_PROVIDED PASSAGE_

---

Once you have measured your floor and rafter areas, we recommend that you order approx. 5% more material than what you've calculated as you have to allow for cuts. However as we are not deducting the thickness of the joists or rafters in our calculations, which are usually 2" thick each one, you may end up with some spare offcuts but they may be unuseable. If this happens, use the bits to stuff into any gaps but dont block the eaves air gaps.
Example: Total Area = 59.9 m2
This method of calculation will give you an approximate area of your loft space. There are problems with this method; you may end up with slightly more insulation than you need if you have overlaps and you may not be able to access all the areas that need insulating due to the structure of the roof which may also mean some areas of the loft may be unaccessible so you will end up with excess Sheepsulation.
Try and access the loft and measure it as best you can as this will be the best method. The alternatives are that you could just measure the outside perimeter walls of the house to give the approximately the same overall dimensions or, just buy a load of Sheepsulation and if you need more, buy more and if you have too much use it in your shed or garage as well!
There are basically three methods of calculating loft floor area but you will also have to calculate overall space of each side of the roof pitch to insulate the rafters so several calculations need to be done. The three methods of calculating floor area are: 1). Access the loft and measure the width x by length.

---

_GIVEN MATERIAL_
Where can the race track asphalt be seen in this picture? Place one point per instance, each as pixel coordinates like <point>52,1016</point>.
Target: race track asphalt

---

_SET EXERCISE A_
List each approach the loft insulation passage offers for working out how much Sheepsulation to get.
_SET EXERCISE B_
Extend the loft insulation passage past its final sentence.
The material isn't needed for anything here.

_RIGHT ANSWER A_
- Access the loft and measure it as best you can.
- Measure the outside perimeter walls of the house to get roughly the same overall dimensions.
- Buy a load of Sheepsulation, buy more if you need it, and use any surplus in your shed or garage.

_RIGHT ANSWER B_
2). Measure the areas of the rooms below the loft and calculate the total area 3). Measure the perimeter walls of the house to find an approximate total area. Sheepsulation is sold in packs covering areas from 2sq mtrs upto 12 sq mtrs. Work out which type and thickness of insulation you need from the products page and you'll know how many packs you need. If you need help you can email us: sales@sheepsulation.com
1). Accessing the loft and measuring it. This is fairly straight forward. If you have a loft which is a rectangular shape it's very simple: just measure the length (inside gable end to inside gable end) x width (inside wall to wall or length of a joist) and you'll have your floor surface area square meterage. If you have a loft which is an irregular shape, break it down into squares or rooms and calculate each area then total them up. This will be more accurate than number 2. 2). Measure the areas of the rooms below the loft and calculate the total area. If you are lucky enough to have a huge house and a huge loft, the simplest way is to break down each room's ceiling area and add them all together + 5% to allow for the sections you will not be able to see or access or where rooms converge.
3). Measure the perimeter walls of the house to find an approximate total m2. You should only do this if options 1 and 2 are completely impossible as this method is the least accurate and you could end up with far too much or far too little Sheepsulation.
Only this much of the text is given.